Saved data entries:
++++++++++++++++++++

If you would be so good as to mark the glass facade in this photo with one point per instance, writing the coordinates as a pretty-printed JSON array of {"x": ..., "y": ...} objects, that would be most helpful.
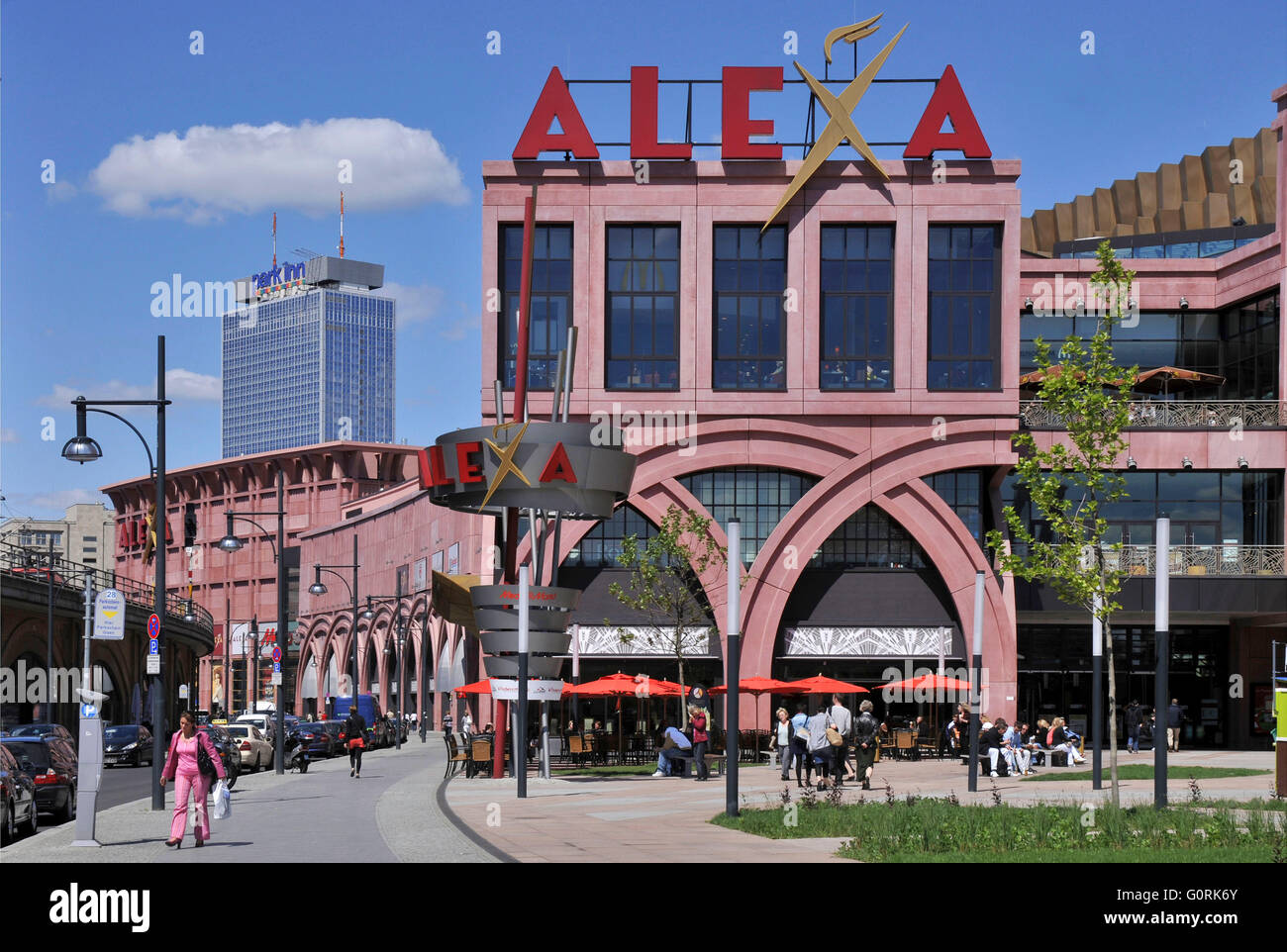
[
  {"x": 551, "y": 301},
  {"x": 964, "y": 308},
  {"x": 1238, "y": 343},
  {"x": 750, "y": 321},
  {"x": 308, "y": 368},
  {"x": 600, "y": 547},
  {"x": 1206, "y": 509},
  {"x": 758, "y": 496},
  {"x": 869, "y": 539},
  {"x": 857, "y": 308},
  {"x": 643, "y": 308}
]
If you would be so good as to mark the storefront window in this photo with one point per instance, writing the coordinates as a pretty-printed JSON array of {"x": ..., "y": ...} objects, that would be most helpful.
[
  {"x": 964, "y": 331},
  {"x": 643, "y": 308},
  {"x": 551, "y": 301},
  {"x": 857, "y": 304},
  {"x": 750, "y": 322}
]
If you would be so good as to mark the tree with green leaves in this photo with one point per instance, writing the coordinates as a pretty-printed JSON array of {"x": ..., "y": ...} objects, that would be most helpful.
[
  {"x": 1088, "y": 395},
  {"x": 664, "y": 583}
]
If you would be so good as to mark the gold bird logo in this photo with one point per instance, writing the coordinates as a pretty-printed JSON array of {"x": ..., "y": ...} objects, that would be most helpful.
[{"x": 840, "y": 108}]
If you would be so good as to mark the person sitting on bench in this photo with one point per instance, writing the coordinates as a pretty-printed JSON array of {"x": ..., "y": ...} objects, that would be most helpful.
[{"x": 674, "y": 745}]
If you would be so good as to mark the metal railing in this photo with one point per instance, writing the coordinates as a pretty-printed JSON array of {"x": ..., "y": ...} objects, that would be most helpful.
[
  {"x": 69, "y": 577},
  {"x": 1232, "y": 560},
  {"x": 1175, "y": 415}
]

++++++++++++++++++++

What you return should match the records line for line, minus the pictures.

Output of the exercise:
If you would be so good as to mark the glass facade in this photo with one point per instance, writing the coordinates as a pretty-printed JSON array of {"x": ..., "y": ...} objects, that would be most helpful.
[
  {"x": 551, "y": 301},
  {"x": 964, "y": 308},
  {"x": 1238, "y": 343},
  {"x": 750, "y": 321},
  {"x": 308, "y": 368},
  {"x": 600, "y": 547},
  {"x": 1206, "y": 509},
  {"x": 758, "y": 496},
  {"x": 869, "y": 539},
  {"x": 857, "y": 308},
  {"x": 643, "y": 308}
]
If you would be so good as to mark the storefront window in this photo with one point per instance, writing the coordinates as a pretty-printed JSON array of {"x": ..., "y": ...} objects, that would be most helpful.
[
  {"x": 964, "y": 331},
  {"x": 643, "y": 308},
  {"x": 551, "y": 301},
  {"x": 857, "y": 304},
  {"x": 750, "y": 322}
]
If you would be so good as to mark the tree with green leaves in this photo with one point per instance, writing the coordinates as a pretty-printed JSON array of {"x": ..., "y": ...} objects, that would be most helpful.
[
  {"x": 1088, "y": 395},
  {"x": 664, "y": 583}
]
If you would be so good as to mark the gold bird logo in this photo with one point per instance, writing the coordinates as a pretty-printed JSON array of {"x": ..., "y": ...} objects, that would be most helpful.
[{"x": 840, "y": 108}]
If you would be so good as to mark the person sitting on bench in this photo with one point per instance, writing the coordinates as a pretty-printed JSON array of {"x": ..., "y": ...} objects, that would be most helpful.
[{"x": 674, "y": 745}]
If you would be so good as to mark the metal railing in this photo with one point per instance, writing the coordinates as a pretty-printed JSON array of {"x": ..., "y": ...} objects, that would be most helpful.
[
  {"x": 69, "y": 577},
  {"x": 1232, "y": 560},
  {"x": 1175, "y": 415}
]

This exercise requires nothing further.